### READING PASSAGE

========================================================================

Making a datacenter gpu server in my student bedroom
Disclaimer: These are now old autonomous car gpus which were probably discontinued. They're not an alternative to real datacenter GPUs. Lots of things are disabled, broken or inconvinient / unreliable for real word use.
Back in 2023 when I was in Japan with my best friend, he introduced me to local LLMs and showed me the amazing LLamaCpp1.
He was planning his own GPU box build for hosting LLMs locally (he was serving models on his old gaming laptop at the time).
He ended up buying two new(!!) P40s off ebay. When they arrived months later, he travelled half the country to come meet me and we unboxed the cards together with friends.
This was the coolest unboxing I had ever done. Data center grade hardware is so cool man. And with an old workstation I had lying around we made a pretty fucking cool GPU box.
Having an overpowered computer in my bedroom was something I had already dreamed of and this was more than enough to get me to start looking at GPUs online to build one too >_<.
GPU prices
Anyone who's been in the market for AI GPUs since 2023 knows that prices are out of this world.
The datacenter cards (and high end consumer ones) don't go down in price with time !??
This is why I made an Ebay Bot (had pretty good experience with making discord sniping bots from Stonks) which would ping me on discord with useful info when a new listing with one of the keywords I hardcoded was found. (Btw I hate OAuth for APIs)
This worked pretty well but I had to make filters because it found a lot of trash too.
I also noticed that the ebay TLD used mattered (some listings were seen on .pl/.it/.es/.fr/.com only).
After an update, my bot would check them all.
Example of messages sent by the bot. Here a new listing and a price change.
The star of the show
For months I cliked on each notification but besides some scams (and funny price errors) nothing cool came up.
Then one day I saw this:
The suspicious "DRIVE A100 AUTOMOTIVE SXM2" listing
I was very sceptical and dissmissed it as another listing where the seller had no clue what he was selling and the description and title were half false.
But this same listing came up multiple times in the bot's channel and one day I randomly decided to ask the seller about the cards. He had no useful info but that they should work (he said that he wasn't aware of them working outside a car).
This is where the hunt for info online started. I tried google first, then all the other search engines and then at some point even tried non english search engines like baidu..
This card was basically unknown to the internet and clearly not something made for consumer desktops.
The info hunt
Over the course of 6 months, I created a google docs with all my findings.
I first found a post on a chinese blog which showed that the card was recognized.

========================================================================

### TASK 1
In the GPU server post, over how long did the info hunt's findings go into a Google Docs?
### TASK 2
Duplicate the part of the GPU server post starting at "But this same" and ending at "outside a car).".

========================================================================

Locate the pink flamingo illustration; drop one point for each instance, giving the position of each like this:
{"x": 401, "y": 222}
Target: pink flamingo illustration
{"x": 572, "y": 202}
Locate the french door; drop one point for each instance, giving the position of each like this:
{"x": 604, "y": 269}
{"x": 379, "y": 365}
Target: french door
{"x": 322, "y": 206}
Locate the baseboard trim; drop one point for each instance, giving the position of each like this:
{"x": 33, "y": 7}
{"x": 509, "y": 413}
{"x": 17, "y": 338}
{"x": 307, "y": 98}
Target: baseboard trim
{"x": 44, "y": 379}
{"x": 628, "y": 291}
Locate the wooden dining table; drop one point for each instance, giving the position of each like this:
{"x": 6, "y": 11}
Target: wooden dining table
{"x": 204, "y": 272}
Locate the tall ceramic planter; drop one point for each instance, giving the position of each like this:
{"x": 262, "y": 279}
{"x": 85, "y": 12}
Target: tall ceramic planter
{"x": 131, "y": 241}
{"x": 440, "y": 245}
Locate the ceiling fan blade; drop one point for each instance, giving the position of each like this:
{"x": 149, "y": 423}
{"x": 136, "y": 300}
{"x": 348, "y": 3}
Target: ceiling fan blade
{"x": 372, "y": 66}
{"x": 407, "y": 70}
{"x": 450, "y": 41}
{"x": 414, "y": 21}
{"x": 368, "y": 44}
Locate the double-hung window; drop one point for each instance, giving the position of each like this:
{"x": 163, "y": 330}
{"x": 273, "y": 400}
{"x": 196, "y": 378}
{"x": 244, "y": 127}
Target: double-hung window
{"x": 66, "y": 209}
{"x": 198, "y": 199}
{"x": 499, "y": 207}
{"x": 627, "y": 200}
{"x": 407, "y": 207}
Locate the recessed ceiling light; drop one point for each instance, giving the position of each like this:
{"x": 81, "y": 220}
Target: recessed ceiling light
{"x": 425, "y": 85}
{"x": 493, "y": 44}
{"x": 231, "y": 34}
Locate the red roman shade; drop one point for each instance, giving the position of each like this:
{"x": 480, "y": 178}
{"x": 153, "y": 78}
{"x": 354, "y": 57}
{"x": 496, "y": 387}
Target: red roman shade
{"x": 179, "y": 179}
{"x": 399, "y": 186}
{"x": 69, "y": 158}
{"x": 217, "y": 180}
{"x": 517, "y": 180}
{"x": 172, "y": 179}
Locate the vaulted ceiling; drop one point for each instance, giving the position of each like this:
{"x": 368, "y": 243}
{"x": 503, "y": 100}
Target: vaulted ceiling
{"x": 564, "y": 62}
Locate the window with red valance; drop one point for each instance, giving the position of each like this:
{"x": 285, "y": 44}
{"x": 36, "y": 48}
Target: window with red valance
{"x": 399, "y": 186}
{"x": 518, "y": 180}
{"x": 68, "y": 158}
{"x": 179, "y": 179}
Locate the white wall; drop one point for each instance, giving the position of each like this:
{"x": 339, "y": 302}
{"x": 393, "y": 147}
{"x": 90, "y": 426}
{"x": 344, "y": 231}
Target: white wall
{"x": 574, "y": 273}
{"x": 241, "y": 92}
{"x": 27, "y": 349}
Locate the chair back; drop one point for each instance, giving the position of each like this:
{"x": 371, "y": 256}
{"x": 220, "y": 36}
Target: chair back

========================================================================

### WRITTEN RESPONSE 1
Six months.

### WRITTEN RESPONSE 2
But this same listing came up multiple times in the bot's channel and one day I randomly decided to ask the seller about the cards. He had no useful info but that they should work (he said that he wasn't aware of them working outside a car).